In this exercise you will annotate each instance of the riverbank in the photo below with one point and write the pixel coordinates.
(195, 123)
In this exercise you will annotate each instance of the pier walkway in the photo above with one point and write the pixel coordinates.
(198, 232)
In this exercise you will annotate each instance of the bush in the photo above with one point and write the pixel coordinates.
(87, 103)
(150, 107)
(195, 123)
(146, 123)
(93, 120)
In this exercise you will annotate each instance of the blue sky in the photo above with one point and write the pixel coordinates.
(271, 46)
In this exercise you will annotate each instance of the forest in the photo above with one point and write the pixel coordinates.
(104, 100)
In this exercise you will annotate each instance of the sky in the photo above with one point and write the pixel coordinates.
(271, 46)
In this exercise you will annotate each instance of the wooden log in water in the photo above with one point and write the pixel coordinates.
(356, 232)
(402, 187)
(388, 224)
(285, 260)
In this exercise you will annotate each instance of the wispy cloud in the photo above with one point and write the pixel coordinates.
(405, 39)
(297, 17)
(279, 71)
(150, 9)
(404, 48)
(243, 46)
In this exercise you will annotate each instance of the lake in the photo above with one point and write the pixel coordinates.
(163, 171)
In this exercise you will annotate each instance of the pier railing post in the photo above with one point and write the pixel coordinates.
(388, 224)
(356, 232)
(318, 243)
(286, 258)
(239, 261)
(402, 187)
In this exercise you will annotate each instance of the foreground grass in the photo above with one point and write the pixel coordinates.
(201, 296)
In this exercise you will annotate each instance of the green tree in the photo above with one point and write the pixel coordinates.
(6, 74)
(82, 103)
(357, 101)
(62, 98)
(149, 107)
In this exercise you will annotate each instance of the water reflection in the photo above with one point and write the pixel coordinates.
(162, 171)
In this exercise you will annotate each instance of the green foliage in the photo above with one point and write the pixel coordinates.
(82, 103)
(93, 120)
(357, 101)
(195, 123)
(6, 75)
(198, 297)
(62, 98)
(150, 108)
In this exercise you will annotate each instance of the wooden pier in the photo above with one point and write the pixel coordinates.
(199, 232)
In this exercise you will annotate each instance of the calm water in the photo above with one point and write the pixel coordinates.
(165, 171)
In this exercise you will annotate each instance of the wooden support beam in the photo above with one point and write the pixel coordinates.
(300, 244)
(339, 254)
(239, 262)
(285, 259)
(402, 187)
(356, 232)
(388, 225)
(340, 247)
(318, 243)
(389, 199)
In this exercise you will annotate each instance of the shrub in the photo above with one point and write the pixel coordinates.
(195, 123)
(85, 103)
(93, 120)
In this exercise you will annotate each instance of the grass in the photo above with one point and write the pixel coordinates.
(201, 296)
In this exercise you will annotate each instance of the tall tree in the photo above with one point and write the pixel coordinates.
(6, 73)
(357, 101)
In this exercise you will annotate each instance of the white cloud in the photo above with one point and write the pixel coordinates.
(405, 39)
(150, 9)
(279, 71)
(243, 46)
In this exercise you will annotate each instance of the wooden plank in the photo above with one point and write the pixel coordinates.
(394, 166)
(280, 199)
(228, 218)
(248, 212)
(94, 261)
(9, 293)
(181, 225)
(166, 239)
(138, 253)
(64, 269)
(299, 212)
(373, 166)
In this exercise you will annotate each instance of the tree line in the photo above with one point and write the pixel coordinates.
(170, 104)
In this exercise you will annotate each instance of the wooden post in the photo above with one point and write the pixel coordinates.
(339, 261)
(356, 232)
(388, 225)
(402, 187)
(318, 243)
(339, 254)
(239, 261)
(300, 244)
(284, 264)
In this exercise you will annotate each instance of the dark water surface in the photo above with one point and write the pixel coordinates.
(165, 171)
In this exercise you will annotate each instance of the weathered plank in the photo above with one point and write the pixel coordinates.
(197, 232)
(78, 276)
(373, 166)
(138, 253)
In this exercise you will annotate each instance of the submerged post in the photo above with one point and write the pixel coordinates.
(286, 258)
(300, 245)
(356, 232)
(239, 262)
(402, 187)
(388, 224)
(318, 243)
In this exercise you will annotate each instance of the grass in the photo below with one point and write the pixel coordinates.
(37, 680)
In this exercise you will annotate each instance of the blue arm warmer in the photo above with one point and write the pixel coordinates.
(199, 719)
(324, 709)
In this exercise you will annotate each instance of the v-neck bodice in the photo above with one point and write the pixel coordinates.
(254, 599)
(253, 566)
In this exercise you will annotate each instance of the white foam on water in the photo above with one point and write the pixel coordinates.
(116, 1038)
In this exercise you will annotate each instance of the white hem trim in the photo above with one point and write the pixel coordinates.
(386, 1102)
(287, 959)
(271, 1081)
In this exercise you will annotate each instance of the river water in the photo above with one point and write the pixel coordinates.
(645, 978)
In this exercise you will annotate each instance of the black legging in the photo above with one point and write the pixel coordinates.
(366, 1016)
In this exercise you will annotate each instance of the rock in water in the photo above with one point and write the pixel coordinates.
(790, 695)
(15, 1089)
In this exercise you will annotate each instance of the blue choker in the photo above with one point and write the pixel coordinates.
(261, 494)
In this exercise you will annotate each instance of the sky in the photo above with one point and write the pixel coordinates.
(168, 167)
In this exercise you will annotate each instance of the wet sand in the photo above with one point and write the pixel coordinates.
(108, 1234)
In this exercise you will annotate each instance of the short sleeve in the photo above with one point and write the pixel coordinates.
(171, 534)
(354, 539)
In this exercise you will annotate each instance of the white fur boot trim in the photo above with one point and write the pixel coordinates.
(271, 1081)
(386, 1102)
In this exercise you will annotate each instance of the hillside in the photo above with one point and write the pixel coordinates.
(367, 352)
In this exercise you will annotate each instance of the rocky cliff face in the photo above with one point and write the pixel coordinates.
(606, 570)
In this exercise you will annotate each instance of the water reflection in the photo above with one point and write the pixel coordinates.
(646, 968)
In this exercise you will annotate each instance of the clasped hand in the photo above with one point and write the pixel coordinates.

──────────────────────────────

Exercise aim » Write the material out once more, exactly.

Completed exercise »
In this exercise you will annotate each instance of the riverbank in the photo below with one point and write the pixel coordinates.
(195, 123)
In this exercise you will annotate each instance of the pier walkway in the photo above with one point and write the pixel coordinates.
(198, 232)
In this exercise you will annotate each instance of the bush in the photo above with one point and write the pixel coordinates.
(87, 103)
(150, 107)
(195, 123)
(146, 123)
(93, 120)
In this exercise you will annotate each instance of the blue sky in the photo above with one point and write the pixel coordinates.
(271, 46)
In this exercise you will annotate each instance of the forest in the photo above with one point and write the pixel coordinates.
(104, 100)
In this exercise you will annotate each instance of the sky in the photo above with one point and write the pixel coordinates.
(271, 46)
In this exercise you will annotate each instance of the wooden log in water in the photo above with one point and write the pixel coordinates.
(356, 232)
(402, 187)
(388, 224)
(285, 260)
In this exercise you will annotate each instance of the wispy cloud in the photo above with one point and write the pixel coordinates.
(405, 39)
(297, 17)
(279, 71)
(150, 9)
(404, 48)
(243, 46)
In this exercise you will annotate each instance of the lake in the photo above with one point and write the pixel coordinates.
(163, 171)
In this exercise you will annotate each instance of the pier railing post in the photo above with one point and write the pixel coordinates.
(388, 224)
(356, 232)
(318, 243)
(286, 258)
(239, 261)
(402, 187)
In this exercise you will annotate each instance of the foreground grass in the photo above with one point and write the pixel coordinates.
(201, 296)
In this exercise you will annotate each instance of the green tree in the photo above with one point and write the pixel coordinates.
(6, 74)
(82, 103)
(357, 101)
(62, 98)
(149, 107)
In this exercise you will annotate each instance of the water reflection in the photo above with one point and write the pixel coordinates.
(162, 171)
In this exercise you will annotate each instance of the green foliage in the photo above with one point and write the pixel coordinates.
(82, 103)
(93, 120)
(357, 101)
(195, 123)
(6, 75)
(198, 297)
(62, 98)
(150, 108)
In this exercise you will annotate each instance of the wooden pier in the photo above with one point and write the pixel coordinates.
(199, 232)
In this exercise you will annotate each instance of the calm water in the photo above with one point and write the pixel coordinates.
(165, 171)
In this exercise you will annotate each instance of the wooden support beam in the photo above with one point and write the pixel coordinates.
(300, 244)
(339, 254)
(239, 262)
(285, 259)
(402, 187)
(356, 232)
(388, 225)
(340, 247)
(318, 243)
(389, 199)
In this exercise you will annotate each instance of the shrub in the photo above with one point and write the pixel coordinates.
(195, 123)
(85, 103)
(93, 120)
In this exercise you will annotate each instance of the grass in the photo above with one point and write the pixel coordinates.
(201, 296)
In this exercise you will annotate each instance of the tall tree in the photo above with one point and write the pixel coordinates.
(6, 73)
(357, 101)
In this exercise you will annotate each instance of the white cloud in the photo above with one point and write the pixel coordinates.
(405, 39)
(150, 9)
(279, 71)
(243, 46)
In this exercise you will annotate each instance of the wooden plank in the photo above with one point and write the pixel coordinates.
(394, 166)
(280, 199)
(228, 218)
(248, 212)
(94, 261)
(9, 293)
(181, 225)
(166, 239)
(138, 253)
(64, 269)
(299, 212)
(373, 166)
In this exercise you will annotate each instance of the tree line in the photo above with one point and write the pixel coordinates.
(170, 104)
In this exercise you will annotate each instance of the wooden post in the photo above with one point and write the pixel coordinates.
(339, 261)
(356, 232)
(388, 225)
(402, 187)
(318, 243)
(339, 254)
(239, 261)
(300, 244)
(284, 264)
In this exercise you will annotate each instance of the dark water surface in the photo above with one point and write the pixel coordinates.
(165, 171)
In this exercise you will annotate each instance of the weathered plank in the photo above with one point and write the pixel coordinates.
(197, 232)
(78, 276)
(373, 166)
(138, 253)
In this exercise you will annotate each instance of the submerged post in the photo above with one point and write the pixel coordinates.
(286, 258)
(300, 245)
(356, 232)
(239, 262)
(402, 187)
(388, 224)
(318, 243)
In this exercise you will annotate each instance of the grass in the photo below with one point and write the pixel coordinates.
(37, 680)
In this exercise you will annotate each instance of the blue arm warmer in the photo above with one point and write the pixel coordinates.
(199, 719)
(324, 709)
In this exercise you will annotate each instance of the v-neck bodice in the photo above with one point and write the pixel coordinates.
(254, 599)
(253, 566)
In this exercise you will annotate each instance of the white foam on water in the photo above with one point and write the pixel coordinates.
(116, 1038)
In this exercise you will annotate each instance of the white hem trim in the photo above with one point and write the pixel coordinates.
(386, 1102)
(287, 959)
(271, 1081)
In this exercise you will annotate each instance of the river water in the photo above with one point and write the pixel coordinates.
(645, 978)
In this exercise you will annotate each instance of the black legging in the photo above with one point and write the pixel coordinates.
(366, 1016)
In this exercise you will annotate each instance of the rock in water in the photo above with one point and write the pixel coordinates.
(790, 695)
(15, 1089)
In this exercise you will annotate each instance of the blue choker in the photo above with one point and write the pixel coordinates.
(261, 494)
In this exercise you will annotate each instance of the sky in the photo above with one point and write the pixel coordinates.
(168, 167)
In this exercise you will annotate each instance of the wet sand in the photo above with one point and write the pixel coordinates.
(108, 1234)
In this exercise you will annotate each instance of the short sleeve in the photo above with one point and write the pixel coordinates.
(171, 534)
(354, 539)
In this exercise you will annotate each instance of the white fur boot trim in the photo above with one point and write the pixel coordinates.
(271, 1081)
(386, 1102)
In this exercise you will annotate each instance of the hillside in the photo above with one point and write the pixel coordinates.
(367, 352)
In this exercise you will annotate each instance of the rocky cliff face in the photo above with one point and write the pixel coordinates.
(606, 570)
In this exercise you will annotate each instance of the water reflection in the photo above with one point and write the pixel coordinates.
(646, 968)
In this exercise you will annotate each instance of the clasped hand in the photo above with one point and write the pixel coordinates.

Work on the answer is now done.